### Complete the following
(a) In the article on Local 34, how many union jobs in the School of Medicine did the union vote to prioritize securing?
(b) Quote the stretch of the article on Local 34 from "The concerns about" through "undermine the union.".
++++ Document segment
Sarah Stein

In response to concerns about the School of Medicine outsourcing and relocating jobs, New Haven’s Local 34 Union voted Wednesday to prioritize “securing” 986 union jobs in the school.

This act of mobilization came following suspicions that the University could be attempting to undermine Local 34 membership, which represents clerical and technical workers at Yale, by transferring jobs from the School of Medicine, whose administrative employees belong to Local 34, to the Yale-New Haven Hospital, whose workers do not.

“The University has declined to commit in writing that our jobs are secure,” said Laurie Kennington, president of Local 34. “We see specific threats where work is threatened to be subcontracted or where new positions are hospital positions.”

The concerns about subcontracting came to a head this August when the Pediatric Emergency billing office hired extra workers to take care of backlogged administrative jobs. Yolanda Giordano, who works in the department of pediatrics and is recording secretary of Local 34, said this subcontracting violated the University’s deal with Local 34 and suggested to some that the University had been trying to undermine the union.
++++++++
++++ Extracted records
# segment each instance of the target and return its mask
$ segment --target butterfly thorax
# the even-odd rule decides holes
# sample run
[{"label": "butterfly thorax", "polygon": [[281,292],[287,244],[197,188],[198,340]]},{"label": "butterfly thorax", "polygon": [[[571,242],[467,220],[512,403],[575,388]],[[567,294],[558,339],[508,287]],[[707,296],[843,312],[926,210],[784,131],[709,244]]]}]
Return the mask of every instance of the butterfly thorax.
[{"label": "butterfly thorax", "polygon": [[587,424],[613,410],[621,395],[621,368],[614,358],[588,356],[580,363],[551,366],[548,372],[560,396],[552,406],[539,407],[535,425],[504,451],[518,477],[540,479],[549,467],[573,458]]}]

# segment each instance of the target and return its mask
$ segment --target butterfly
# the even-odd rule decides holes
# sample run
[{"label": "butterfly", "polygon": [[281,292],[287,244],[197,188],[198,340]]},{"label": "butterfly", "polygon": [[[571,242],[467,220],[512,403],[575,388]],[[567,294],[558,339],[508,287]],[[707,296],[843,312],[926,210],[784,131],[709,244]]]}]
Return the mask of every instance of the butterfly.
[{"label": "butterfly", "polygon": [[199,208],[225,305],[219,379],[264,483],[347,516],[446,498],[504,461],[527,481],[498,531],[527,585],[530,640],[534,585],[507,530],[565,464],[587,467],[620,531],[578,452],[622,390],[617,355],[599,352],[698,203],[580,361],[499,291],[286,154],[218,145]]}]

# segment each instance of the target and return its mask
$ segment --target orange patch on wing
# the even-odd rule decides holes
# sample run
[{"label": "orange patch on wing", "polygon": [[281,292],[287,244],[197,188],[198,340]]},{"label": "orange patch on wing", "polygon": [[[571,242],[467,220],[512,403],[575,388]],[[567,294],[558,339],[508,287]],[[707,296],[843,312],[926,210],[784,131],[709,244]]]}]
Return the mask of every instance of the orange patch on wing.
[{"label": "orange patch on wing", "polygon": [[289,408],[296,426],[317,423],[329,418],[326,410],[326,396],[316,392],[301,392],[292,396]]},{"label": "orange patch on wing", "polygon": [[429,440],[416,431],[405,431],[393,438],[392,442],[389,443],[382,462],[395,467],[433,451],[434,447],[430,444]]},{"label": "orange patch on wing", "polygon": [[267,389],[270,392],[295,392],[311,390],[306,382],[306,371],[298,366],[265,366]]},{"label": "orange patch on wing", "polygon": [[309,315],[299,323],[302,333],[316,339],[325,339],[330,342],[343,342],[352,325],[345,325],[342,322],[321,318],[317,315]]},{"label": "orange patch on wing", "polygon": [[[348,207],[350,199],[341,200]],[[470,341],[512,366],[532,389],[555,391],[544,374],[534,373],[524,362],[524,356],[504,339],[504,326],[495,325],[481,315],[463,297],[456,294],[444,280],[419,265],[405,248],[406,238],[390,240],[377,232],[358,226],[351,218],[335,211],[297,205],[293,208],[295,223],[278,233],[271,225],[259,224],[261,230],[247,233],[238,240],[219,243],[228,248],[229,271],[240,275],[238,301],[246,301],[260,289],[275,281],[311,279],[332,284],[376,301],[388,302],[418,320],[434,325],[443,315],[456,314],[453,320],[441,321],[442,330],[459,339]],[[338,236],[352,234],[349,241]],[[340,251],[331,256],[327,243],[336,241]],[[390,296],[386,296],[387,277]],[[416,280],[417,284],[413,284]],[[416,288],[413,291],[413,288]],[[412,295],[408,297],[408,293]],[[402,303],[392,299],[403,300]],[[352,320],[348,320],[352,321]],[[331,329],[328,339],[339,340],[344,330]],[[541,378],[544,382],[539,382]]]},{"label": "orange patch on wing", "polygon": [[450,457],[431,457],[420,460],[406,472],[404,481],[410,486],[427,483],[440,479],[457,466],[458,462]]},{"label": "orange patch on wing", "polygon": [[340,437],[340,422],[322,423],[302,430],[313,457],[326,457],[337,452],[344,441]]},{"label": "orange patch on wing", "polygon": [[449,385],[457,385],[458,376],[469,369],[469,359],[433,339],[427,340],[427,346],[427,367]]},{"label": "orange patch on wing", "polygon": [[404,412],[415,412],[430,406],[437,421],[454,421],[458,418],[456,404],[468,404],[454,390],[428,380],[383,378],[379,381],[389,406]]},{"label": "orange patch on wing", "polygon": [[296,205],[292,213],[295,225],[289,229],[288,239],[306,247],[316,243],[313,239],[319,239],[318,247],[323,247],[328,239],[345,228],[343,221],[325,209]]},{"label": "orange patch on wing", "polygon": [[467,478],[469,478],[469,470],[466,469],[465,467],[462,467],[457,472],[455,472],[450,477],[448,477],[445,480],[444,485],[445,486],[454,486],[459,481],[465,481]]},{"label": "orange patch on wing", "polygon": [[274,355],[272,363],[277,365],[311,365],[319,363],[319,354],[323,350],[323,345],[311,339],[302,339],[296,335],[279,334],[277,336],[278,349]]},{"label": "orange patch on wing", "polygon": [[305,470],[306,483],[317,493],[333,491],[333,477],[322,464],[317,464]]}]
++++++++
### Outputs for the tasks
(a) 986 union jobs.

(b)
The concerns about subcontracting came to a head this August when the Pediatric Emergency billing office hired extra workers to take care of backlogged administrative jobs. Yolanda Giordano, who works in the department of pediatrics and is recording secretary of Local 34, said this subcontracting violated the University’s deal with Local 34 and suggested to some that the University had been trying to undermine the union.